• INSTRUCTIONS TO FOLLOW
Swap "coordinates" for "positions" everywhere in the records below, and give the lines again with nothing else changed.

(Location identification items)
•••••
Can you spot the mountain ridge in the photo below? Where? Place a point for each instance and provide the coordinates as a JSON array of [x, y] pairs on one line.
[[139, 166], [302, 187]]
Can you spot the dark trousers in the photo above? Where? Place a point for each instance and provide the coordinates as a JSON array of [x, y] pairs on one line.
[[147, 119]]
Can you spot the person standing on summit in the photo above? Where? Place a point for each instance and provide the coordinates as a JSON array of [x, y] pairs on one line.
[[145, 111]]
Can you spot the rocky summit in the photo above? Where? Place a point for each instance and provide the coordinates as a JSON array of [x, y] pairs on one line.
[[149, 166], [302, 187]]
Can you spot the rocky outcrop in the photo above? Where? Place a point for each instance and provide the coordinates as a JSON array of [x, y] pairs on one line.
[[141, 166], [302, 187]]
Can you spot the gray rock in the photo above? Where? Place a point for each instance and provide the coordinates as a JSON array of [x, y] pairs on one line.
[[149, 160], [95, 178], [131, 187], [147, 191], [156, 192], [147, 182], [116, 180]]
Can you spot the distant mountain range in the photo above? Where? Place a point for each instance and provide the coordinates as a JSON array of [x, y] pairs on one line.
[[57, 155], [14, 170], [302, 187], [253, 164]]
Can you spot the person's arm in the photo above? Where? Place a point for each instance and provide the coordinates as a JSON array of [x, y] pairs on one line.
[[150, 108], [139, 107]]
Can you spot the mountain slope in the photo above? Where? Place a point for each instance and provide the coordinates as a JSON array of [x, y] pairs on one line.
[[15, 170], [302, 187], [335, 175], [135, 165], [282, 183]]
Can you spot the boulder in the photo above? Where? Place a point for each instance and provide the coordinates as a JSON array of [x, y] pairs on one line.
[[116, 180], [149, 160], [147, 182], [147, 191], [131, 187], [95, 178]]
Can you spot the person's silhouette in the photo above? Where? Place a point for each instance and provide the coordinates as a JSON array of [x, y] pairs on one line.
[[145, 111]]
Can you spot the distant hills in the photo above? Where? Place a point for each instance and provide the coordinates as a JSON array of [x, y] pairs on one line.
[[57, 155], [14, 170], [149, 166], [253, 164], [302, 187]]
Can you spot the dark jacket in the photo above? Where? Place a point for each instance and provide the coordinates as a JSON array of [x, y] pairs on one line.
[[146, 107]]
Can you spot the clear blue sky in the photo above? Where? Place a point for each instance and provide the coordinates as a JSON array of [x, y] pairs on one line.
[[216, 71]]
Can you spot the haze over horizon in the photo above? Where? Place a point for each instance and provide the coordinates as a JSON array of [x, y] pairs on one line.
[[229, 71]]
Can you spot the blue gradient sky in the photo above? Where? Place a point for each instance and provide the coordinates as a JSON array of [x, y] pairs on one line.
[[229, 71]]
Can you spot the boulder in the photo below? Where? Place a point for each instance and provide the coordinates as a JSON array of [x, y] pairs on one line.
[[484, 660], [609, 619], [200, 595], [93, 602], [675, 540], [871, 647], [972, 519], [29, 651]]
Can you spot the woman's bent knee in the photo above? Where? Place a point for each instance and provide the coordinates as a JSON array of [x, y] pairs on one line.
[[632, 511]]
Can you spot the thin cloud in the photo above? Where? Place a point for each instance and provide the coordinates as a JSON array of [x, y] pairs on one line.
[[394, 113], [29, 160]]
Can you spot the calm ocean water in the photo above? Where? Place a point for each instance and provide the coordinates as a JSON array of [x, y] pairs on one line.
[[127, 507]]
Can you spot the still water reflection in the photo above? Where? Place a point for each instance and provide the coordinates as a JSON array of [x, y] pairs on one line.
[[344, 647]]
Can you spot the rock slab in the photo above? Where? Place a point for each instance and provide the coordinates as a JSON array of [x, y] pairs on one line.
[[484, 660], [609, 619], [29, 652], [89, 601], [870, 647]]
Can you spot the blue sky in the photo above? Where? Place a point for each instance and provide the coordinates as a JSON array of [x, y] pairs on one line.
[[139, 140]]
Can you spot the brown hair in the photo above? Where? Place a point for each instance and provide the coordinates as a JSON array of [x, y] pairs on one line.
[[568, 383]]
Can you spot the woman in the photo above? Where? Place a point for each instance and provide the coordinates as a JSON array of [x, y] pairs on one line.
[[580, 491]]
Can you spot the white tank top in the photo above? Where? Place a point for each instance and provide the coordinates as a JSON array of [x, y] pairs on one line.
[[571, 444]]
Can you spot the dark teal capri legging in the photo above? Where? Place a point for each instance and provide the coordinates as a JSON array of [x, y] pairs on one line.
•••••
• COMPLETED TASK
Can you spot the mountain ridge in the photo below? Where? Place a point for each instance and provide the positions as a JSON array of [x, y] pairs on one line.
[[139, 166], [302, 187]]
Can you spot the dark trousers in the photo above? Where? Place a point for each instance and provide the positions as a JSON array of [x, y] pairs on one line.
[[147, 119]]
Can you spot the person standing on summit in the photo above? Where? Place a point for each instance and provide the positions as a JSON array of [x, y] pairs on one line.
[[145, 111]]
Can you spot the rocky summit in the photo above? Where? Place a point for each instance and provide the positions as a JSON array of [x, y] pairs on one line.
[[149, 166], [302, 187]]
Can you spot the rocky outcrop in the photo above? Where? Place a point for each instance and provide the positions as a JSON array of [x, y] pairs on one line.
[[141, 166], [302, 187]]
Can you spot the gray rock in the photo above? Where? Place a point for each instance and provide the positions as a JSON array of [x, y] pairs on one line.
[[149, 160], [95, 178], [131, 187], [147, 191], [156, 192], [147, 182], [116, 180]]
Can you spot the distant mountain range in the photo above? Where? Place a point for each instance and provide the positions as a JSON array of [x, y] pairs on one line.
[[57, 155], [14, 170], [302, 187], [253, 164]]
Can you spot the person's arm in the photo above? Where? Place a point for each instance and provide the positions as a JSON array of [x, y] pairs on one line.
[[150, 108], [139, 107]]
Can you spot the mountain slope in the photo above? Where? Place a point for each instance and provide the positions as a JSON array of [x, y] pairs on one line.
[[15, 170], [302, 187], [335, 175], [135, 165], [282, 183]]
Can you spot the boulder in the photo above? Where? Place a point for each instance and provide the positions as a JSON array of [x, y] pairs on one line.
[[116, 180], [149, 160], [147, 182], [147, 191], [131, 187], [95, 178]]
Can you spot the person's silhouette in the photo above? Where? Place a point for each instance and provide the positions as a JSON array of [x, y] pairs on one line.
[[145, 111]]
Can you spot the distant hills in the photo above? Where? Place a point for each instance and provide the positions as a JSON array of [x, y] pairs on one line.
[[57, 155], [14, 170], [149, 166], [253, 164], [302, 187]]
Can you spot the dark jacket in the photo above? Where? Place a point for each instance and provide the positions as a JSON array of [x, y] pairs on one line.
[[146, 107]]
Can you spot the clear blue sky in the photo above? Where? Place a point for each instance and provide the positions as a JSON array of [x, y] pairs on one line.
[[216, 71]]
Can you spot the haze over horizon in the photo above? Where? Place a point for each instance and provide the positions as a JSON array of [x, y] pairs on one line.
[[229, 71]]
Can you spot the blue gradient sky in the photo above? Where? Place a point for each instance and provide the positions as a JSON array of [x, y] pairs on one line.
[[229, 71]]
Can you spot the boulder in the photo below? Where? Place a point for each instance and provide the positions as a JSON array of [x, y] pairs on one line.
[[484, 660], [609, 619], [200, 595], [93, 602], [675, 540], [871, 647], [972, 519], [29, 651]]
Can you spot the woman's bent knee in the photo above? Where? Place a point for each instance and provide the positions as a JSON array of [x, y] pairs on one line.
[[632, 511]]
Can you spot the thin cloud in the photo above? Where? Place a point for each instance and provide the positions as a JSON array of [x, y] pairs on one line.
[[394, 113], [29, 160]]
Can you spot the calm ocean water in the photo above? Where? Place a point for each instance and provide the positions as a JSON array of [x, y] pairs on one line.
[[127, 507]]
Can you spot the still water reflection in the photo above? Where? Place a point for each instance and provide the positions as a JSON array of [x, y] pairs on one line.
[[344, 647]]
Can you spot the rock slab in the photo above? Where? Place a point for each instance and provide the positions as a JSON array of [x, y] pairs on one line.
[[484, 660], [609, 619], [29, 652], [89, 601], [870, 647]]
Can you spot the blue sky in the photo above? Where? Place a point for each instance and provide the positions as a JSON array of [x, y] pairs on one line.
[[139, 140]]
Can you spot the brown hair in the photo above? Where? Place a point for each instance and provide the positions as a JSON array of [x, y] pairs on one line.
[[568, 383]]
Can you spot the woman in the photo above? Where? Place a point for each instance and provide the positions as a JSON array of [x, y] pairs on one line.
[[580, 491]]
Can you spot the white tank top in the photo above? Where? Place a point for each instance and provide the positions as a JSON array of [x, y] pairs on one line.
[[571, 444]]
Can you spot the dark teal capri legging in the photo above? Where? Place a point for each instance and provide the positions as a JSON array of [x, y] pairs on one line.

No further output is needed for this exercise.